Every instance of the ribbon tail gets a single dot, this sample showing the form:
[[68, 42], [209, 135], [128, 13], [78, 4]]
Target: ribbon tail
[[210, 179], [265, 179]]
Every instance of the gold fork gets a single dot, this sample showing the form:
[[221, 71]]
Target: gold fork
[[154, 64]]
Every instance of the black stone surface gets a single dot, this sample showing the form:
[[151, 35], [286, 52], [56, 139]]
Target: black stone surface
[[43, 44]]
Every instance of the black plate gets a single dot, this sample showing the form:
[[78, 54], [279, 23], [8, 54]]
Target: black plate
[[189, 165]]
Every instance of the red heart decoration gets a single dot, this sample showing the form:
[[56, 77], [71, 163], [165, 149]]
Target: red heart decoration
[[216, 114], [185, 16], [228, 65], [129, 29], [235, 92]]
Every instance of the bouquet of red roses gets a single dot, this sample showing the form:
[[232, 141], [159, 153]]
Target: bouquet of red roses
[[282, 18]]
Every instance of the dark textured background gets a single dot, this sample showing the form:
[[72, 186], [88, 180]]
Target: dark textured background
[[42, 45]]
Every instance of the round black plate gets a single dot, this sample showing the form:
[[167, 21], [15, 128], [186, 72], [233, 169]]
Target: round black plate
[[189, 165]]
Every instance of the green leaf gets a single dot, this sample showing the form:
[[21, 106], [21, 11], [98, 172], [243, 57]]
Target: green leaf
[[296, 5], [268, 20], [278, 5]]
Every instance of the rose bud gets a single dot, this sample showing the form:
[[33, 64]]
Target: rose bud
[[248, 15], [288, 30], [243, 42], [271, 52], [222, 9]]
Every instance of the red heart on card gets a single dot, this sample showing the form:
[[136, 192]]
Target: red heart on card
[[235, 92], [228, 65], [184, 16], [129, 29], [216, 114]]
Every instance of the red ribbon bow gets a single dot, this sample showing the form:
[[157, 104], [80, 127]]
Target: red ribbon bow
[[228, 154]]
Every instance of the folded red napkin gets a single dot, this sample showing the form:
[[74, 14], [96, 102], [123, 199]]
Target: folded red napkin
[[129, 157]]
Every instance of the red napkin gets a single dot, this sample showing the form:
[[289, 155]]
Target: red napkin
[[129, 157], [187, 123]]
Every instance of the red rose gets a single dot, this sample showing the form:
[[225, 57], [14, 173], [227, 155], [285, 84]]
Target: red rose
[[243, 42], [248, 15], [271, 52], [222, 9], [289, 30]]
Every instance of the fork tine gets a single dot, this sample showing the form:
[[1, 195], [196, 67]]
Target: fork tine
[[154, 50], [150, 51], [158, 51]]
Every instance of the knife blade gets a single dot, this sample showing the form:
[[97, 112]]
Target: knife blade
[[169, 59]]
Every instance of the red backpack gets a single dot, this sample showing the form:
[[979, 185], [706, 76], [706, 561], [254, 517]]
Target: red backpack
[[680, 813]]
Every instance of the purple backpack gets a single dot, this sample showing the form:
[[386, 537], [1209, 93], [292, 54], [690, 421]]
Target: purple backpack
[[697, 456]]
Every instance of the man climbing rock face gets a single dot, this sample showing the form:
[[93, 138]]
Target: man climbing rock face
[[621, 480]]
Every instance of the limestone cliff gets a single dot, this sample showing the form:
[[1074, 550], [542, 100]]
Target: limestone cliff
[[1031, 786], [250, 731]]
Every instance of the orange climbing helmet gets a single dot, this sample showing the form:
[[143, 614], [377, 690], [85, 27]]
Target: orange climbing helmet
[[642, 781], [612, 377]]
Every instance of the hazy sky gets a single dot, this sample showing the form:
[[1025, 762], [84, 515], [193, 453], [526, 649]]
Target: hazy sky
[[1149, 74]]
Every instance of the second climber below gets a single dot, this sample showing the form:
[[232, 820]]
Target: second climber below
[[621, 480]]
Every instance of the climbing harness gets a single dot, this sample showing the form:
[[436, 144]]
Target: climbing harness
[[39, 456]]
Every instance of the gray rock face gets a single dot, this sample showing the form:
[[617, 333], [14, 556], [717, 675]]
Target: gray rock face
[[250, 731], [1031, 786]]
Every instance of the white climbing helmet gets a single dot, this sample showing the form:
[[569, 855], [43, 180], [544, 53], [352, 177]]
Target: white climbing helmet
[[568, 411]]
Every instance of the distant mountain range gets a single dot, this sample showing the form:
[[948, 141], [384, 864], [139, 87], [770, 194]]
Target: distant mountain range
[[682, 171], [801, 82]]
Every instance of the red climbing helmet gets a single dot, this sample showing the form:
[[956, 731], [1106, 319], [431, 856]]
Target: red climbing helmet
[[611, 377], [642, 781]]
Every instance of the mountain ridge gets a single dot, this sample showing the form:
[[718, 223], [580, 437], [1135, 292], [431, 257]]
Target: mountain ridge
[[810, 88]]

=======

▶ Do this
Render everything in the entries from the line containing "Every instance of the climbing" down to the line containing "[[568, 411]]", both included, as a JSON list of strings with one string per line, leaving out any blank lines.

▶ Answer for the task
[
  "Every instance of the climbing harness gets a single dot, this sample showing the form:",
  "[[436, 144]]",
  "Target: climbing harness",
  "[[39, 456]]",
  "Every instance of the gray rock face gets a single dot, this sample showing the form:",
  "[[617, 333], [14, 556], [717, 675]]",
  "Target: gray rock face",
  "[[250, 731], [1031, 786]]",
  "Every instance of the white climbing helmet gets a single dot, this sample showing the form:",
  "[[569, 855], [43, 180], [544, 53], [352, 177]]",
  "Target: white climbing helmet",
  "[[568, 411]]"
]